Dataset records:
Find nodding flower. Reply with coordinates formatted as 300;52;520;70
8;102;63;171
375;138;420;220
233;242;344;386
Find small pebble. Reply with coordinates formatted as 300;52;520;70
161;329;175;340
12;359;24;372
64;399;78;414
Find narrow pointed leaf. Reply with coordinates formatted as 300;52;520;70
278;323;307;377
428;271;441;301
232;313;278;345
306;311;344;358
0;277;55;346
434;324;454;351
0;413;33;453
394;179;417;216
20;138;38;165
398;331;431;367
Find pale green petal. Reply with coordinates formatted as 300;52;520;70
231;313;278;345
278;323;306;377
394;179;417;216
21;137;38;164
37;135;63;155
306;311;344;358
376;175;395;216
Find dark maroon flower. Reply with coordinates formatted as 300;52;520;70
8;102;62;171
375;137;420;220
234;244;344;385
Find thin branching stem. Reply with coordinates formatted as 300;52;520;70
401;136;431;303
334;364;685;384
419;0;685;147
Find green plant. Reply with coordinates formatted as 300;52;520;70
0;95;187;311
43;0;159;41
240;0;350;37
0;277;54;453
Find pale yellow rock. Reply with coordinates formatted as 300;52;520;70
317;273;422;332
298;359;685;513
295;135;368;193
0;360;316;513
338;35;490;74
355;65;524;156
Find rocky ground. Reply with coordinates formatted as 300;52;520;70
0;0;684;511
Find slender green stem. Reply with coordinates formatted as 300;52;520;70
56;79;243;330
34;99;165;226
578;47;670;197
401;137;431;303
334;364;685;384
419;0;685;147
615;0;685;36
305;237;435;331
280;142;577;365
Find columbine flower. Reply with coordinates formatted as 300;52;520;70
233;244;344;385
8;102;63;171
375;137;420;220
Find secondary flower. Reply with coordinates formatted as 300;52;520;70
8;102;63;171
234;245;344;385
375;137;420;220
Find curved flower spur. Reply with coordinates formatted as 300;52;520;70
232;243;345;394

▶ **TASK DETAILS**: The "Find green plant." line through the last line above: set these down exactly and add nothing else.

▶ **ANSWER SPACE**:
Find green plant. Reply with coordinates formatted as 300;52;520;70
0;95;187;311
43;0;159;41
240;0;350;37
0;277;54;453
Find pale yellow rock. Reply with coordinates formatted as 300;52;520;70
317;273;422;332
298;359;685;513
295;135;368;193
0;360;316;513
338;35;490;74
355;65;524;156
Find rocky ground. Reply with coordinates formatted as 300;52;520;70
0;0;684;511
Find slender green stem. Reply with coordinates formatted as 300;52;520;70
56;79;243;330
34;99;165;226
578;47;670;197
401;137;431;303
334;364;685;384
419;0;685;147
615;0;685;36
305;237;435;331
280;142;577;365
Find columbine flower. Reply with coordinates formatted as 300;52;520;70
233;244;344;385
8;102;63;171
375;137;420;220
Find secondary flower. Reply with coordinates formatted as 300;52;520;70
8;102;63;171
234;245;344;385
375;137;420;220
Find curved flower spur. Reply with coordinates formatted as 300;52;520;70
232;243;345;394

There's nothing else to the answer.